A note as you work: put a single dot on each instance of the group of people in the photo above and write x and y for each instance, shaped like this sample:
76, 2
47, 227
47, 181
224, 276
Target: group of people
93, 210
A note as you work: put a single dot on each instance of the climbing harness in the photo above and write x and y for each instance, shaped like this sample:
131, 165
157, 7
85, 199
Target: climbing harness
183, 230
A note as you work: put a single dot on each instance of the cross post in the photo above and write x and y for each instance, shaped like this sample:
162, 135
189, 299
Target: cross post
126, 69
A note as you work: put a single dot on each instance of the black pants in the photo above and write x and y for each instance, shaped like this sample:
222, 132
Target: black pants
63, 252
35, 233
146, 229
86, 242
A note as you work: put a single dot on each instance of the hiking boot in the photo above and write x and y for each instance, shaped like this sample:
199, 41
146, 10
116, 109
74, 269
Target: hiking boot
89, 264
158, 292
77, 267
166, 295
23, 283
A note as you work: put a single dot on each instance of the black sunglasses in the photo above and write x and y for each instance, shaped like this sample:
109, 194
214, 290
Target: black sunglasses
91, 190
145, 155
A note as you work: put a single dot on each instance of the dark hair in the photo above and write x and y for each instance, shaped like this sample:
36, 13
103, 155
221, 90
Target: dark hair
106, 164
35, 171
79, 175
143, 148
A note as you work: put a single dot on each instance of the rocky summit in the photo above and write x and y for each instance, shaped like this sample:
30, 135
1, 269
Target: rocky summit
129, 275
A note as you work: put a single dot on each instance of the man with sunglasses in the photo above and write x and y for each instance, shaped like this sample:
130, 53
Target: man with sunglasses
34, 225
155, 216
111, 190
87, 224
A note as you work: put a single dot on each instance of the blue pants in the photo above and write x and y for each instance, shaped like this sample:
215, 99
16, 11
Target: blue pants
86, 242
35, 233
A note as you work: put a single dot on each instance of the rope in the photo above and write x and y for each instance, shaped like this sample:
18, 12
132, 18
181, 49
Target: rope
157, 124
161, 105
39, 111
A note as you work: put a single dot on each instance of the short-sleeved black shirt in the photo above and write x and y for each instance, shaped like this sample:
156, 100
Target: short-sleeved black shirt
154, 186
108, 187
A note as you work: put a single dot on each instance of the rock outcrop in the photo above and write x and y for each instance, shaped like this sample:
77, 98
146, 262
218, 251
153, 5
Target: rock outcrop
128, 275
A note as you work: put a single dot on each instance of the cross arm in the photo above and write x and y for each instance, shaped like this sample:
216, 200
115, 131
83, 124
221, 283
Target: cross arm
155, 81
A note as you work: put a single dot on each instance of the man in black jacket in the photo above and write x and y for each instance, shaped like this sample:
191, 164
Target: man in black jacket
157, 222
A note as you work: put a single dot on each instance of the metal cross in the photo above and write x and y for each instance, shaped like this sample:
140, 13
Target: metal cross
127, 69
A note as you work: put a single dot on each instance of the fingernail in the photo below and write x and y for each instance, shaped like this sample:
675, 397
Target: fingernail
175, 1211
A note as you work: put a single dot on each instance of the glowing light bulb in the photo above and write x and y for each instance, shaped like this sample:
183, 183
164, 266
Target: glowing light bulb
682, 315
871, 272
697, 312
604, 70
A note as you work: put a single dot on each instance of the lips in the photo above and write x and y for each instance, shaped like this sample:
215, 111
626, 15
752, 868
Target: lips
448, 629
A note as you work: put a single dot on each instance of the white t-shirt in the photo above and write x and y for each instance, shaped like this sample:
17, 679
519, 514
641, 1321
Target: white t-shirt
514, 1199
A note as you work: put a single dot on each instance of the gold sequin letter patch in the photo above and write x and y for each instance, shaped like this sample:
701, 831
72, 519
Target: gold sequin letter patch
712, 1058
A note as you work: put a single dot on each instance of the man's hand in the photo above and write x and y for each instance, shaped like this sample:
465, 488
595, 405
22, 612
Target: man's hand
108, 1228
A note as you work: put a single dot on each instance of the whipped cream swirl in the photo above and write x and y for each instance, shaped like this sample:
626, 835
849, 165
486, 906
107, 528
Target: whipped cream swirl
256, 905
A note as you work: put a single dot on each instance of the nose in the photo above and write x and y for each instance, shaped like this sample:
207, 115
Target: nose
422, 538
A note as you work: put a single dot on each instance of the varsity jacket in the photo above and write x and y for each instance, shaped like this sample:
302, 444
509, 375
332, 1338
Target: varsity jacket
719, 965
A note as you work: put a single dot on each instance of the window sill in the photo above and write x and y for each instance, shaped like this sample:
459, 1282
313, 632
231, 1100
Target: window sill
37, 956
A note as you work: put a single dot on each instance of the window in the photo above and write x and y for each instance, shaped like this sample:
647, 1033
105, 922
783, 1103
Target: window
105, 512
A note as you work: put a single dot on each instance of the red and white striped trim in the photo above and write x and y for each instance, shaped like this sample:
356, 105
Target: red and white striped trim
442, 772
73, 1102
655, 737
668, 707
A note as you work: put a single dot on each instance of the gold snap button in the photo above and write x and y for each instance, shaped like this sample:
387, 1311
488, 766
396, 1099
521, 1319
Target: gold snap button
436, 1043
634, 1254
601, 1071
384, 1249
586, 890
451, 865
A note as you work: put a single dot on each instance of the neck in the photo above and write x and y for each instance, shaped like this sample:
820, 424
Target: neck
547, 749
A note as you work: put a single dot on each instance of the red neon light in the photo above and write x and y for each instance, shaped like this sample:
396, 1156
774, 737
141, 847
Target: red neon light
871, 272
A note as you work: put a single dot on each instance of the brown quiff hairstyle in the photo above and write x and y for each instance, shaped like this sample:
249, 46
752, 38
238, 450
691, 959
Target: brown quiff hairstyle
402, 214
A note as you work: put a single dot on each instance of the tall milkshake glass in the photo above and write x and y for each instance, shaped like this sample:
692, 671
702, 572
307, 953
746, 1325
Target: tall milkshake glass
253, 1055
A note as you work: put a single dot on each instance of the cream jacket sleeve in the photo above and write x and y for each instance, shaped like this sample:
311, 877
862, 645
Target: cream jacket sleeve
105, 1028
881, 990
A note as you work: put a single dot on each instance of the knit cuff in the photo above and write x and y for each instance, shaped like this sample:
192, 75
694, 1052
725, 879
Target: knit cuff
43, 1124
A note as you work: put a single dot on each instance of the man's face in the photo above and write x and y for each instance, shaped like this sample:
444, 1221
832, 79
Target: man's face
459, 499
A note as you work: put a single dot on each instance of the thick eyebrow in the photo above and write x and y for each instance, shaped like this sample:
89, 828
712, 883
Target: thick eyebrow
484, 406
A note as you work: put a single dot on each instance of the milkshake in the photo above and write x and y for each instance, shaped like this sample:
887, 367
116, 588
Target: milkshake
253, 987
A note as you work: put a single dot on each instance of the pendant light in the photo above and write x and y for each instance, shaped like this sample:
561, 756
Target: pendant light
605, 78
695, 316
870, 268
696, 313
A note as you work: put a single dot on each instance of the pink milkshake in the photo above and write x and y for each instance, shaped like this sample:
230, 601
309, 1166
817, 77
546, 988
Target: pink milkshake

* _Exercise_
From the listing above, extract all records word for word.

* _The answer_
A note as you work: put a single dot on each instance of the group of people in the photo above and write x and y for each instance, shaped like this sample:
76, 2
47, 227
47, 181
224, 276
Target: group of people
93, 210
A note as you work: put a single dot on each instance of the climbing harness in the photo above and write x and y for each instance, shaped like this sample:
131, 165
157, 7
85, 199
Target: climbing harness
183, 230
A note as you work: put a single dot on each instance of the cross post in the photo above and write x and y for each instance, shaped like this sample:
162, 135
189, 299
Target: cross post
126, 69
A note as you work: put a single dot on each instance of the black pants in the photo above and write x and y for each instance, shaped like this sample:
222, 132
Target: black pants
63, 252
35, 233
146, 229
86, 242
A note as you work: put a single dot on each instance of the hiking boot in the photo above and write x and y for each instance, shaped like this sample:
199, 41
146, 10
116, 109
74, 269
Target: hiking boot
89, 264
158, 292
77, 267
166, 295
23, 283
A note as you work: put a single dot on each instance of the black sunglasses in the photo above and write x and y for each instance, shaped like this sample:
109, 194
214, 290
Target: black sunglasses
91, 190
145, 155
A note as you work: put a single dot on each instance of the dark hair in the photo above and write x and y for each instance, shaped like this sample:
36, 13
103, 155
221, 90
Target: dark hair
106, 164
35, 171
79, 175
143, 148
A note as you work: put a single dot on each instance of the rocky summit in the photo above and write x and y for each instance, shaped like this sample:
30, 135
1, 269
Target: rocky summit
129, 275
A note as you work: put a single dot on each instance of the man with sunglasses in the photo above and write x and y for each instance, shaped like this sample:
130, 53
Target: man with sunglasses
34, 225
155, 216
111, 190
87, 224
A note as you work: put a single dot on each instance of the blue pants in the photo above and write x and y for each instance, shaped like this sample:
215, 99
16, 11
Target: blue pants
86, 242
35, 233
A note as you work: put a single dot on each instance of the rope in the photo above and write x and y for each instance, shaped like this sample:
18, 12
132, 18
181, 49
Target: rope
157, 124
161, 105
39, 111
A note as you work: put a single dot on each instance of the short-sleeved black shirt in the photo above and write x and y for each instance, shaped like this sample:
156, 100
Target: short-sleeved black shirt
154, 186
108, 187
A note as you work: put a single dot on each instance of the rock outcrop in the photo above and write x and y for each instance, shaped like this sample:
77, 98
146, 262
218, 251
153, 5
Target: rock outcrop
128, 275
A note as you work: put a single dot on each instance of the cross arm in the photo above and write x and y for each instance, shaped like this sample:
216, 200
115, 131
83, 124
221, 283
Target: cross arm
155, 81
A note as you work: put a single dot on each instance of the man in black jacket in the photo above and write x and y for each instance, shaped like this sample:
191, 164
Target: man in black jacket
157, 222
A note as you work: put a single dot on each instance of the metal cross in the photo above and write x and y for each instance, shaped like this sample:
140, 13
Target: metal cross
127, 69
A note as you work: put a single dot on each instance of the fingernail in the photo below and write x and y for each instance, shaped like this sample:
675, 397
Target: fingernail
175, 1211
A note as you work: put a single dot on each instance of the glowing light bulb in the photo above and write x and y for each instance, shaped like this sample:
183, 183
164, 266
Target: glowing light bulb
682, 315
871, 272
697, 312
604, 70
A note as you work: put a single dot on each instance of the lips in the photo above and write x and y for each instance, shaped like this sample:
215, 111
626, 15
752, 868
Target: lips
448, 629
A note as you work: put a single dot on each instance of the white t-shirt in the photo above and write x and y for each instance, shaped like this sample:
17, 679
519, 514
641, 1321
Target: white t-shirt
514, 1199
A note as you work: put a single dot on each instance of the gold sequin letter patch in the photo above and write x and y for each instance, shaped like this sample:
701, 831
72, 519
Target: gold sequin letter patch
712, 1058
A note as you work: put a single dot on each instance of the man's hand in the photo above and write x and y for each instance, shaped like this sample:
465, 488
595, 405
22, 612
Target: man's hand
108, 1228
A note as you work: put a single dot on each instance of the whipped cream swirl in the photo above and write x and y for each instance, shaped like this sample:
626, 835
849, 165
486, 906
107, 528
Target: whipped cream swirl
256, 905
A note as you work: put a single dot on each instance of the nose in the photo above and write x and y for each instance, shaped like this sample:
207, 115
Target: nose
422, 538
A note as you work: put a single dot on each instance of the varsity jacket in the photo above and write x and y for each instance, shaped like this sample:
302, 444
509, 375
332, 1338
Target: varsity jacket
719, 965
A note as you work: put a single dot on each instance of the window sill in the photo above and write x and y for each instance, shaped like this sample:
459, 1282
313, 632
231, 1100
Target: window sill
37, 956
A note as you work: put a single dot on each instance of the window in the photo above and write x and y for each instance, shaped like this sample:
647, 1033
105, 922
783, 1103
Target: window
105, 512
A note as you work: put a single dot on each instance of the red and white striped trim in the photo above and write x and y for each instance, shaped like this sample:
356, 105
Target: red and white striped trim
442, 772
73, 1102
655, 737
668, 707
A note as you work: put a single dot on each instance of the gold snap button in the photo above and write x and y for each instance, shaped like this sample:
387, 1311
488, 766
396, 1099
521, 1319
Target: gold snap button
436, 1043
634, 1254
601, 1071
384, 1249
586, 890
451, 865
A note as you work: put a single dot on each instance of the neck in the photo above and write x and y for each instance, shaped like this sample:
820, 424
Target: neck
547, 749
A note as you work: put a single dot on each instance of the red neon light in the photo above and write x and y for each instance, shaped like this sample:
396, 1156
774, 737
141, 847
Target: red neon light
871, 272
A note as you work: put a single dot on each instance of the brown quiff hairstyle in the photo above and write x and y for each instance, shaped like this sample:
249, 46
752, 38
238, 450
691, 959
Target: brown quiff hairstyle
402, 214
A note as you work: put a single dot on each instance of the tall milkshake glass in the photo above and write x and y for each instance, shaped like this sample:
692, 671
702, 572
307, 953
746, 1325
Target: tall milkshake glass
253, 1055
A note as you work: put a single dot on each instance of the cream jacket sleeve in the photo above and write x and y for each instance, shaped like this sample:
311, 877
862, 645
Target: cream jacket sleeve
105, 1028
881, 990
A note as you work: put a single dot on each instance of the knit cuff in the photo above and write x and y for each instance, shaped like this sample:
192, 75
694, 1052
725, 879
Target: knit cuff
43, 1124
A note as you work: put a single dot on each instance of the man's face in the photo above and write x and y for each instance, shaped like this sample:
444, 1221
832, 79
Target: man's face
459, 499
A note as you work: put a single dot on each instance of the thick eyebrow in the photo above and write x and y for each instance, shaped like this sample:
89, 828
712, 883
Target: thick eyebrow
484, 406
A note as you work: put a single dot on each instance of the milkshake in the photo above and write x and y for each instance, shaped like this sample:
887, 367
116, 588
Target: milkshake
253, 987
A note as you work: put a single dot on each instance of the pendant light in the photo above and write x and y for each instance, shaped like this sample:
561, 756
Target: pendant light
605, 78
695, 316
870, 268
696, 313
A note as you work: put a single dot on each instance of the pink milkshake in the photo above and write x and y for each instance, shaped like this sample:
230, 601
309, 1166
817, 77
546, 988
Target: pink milkshake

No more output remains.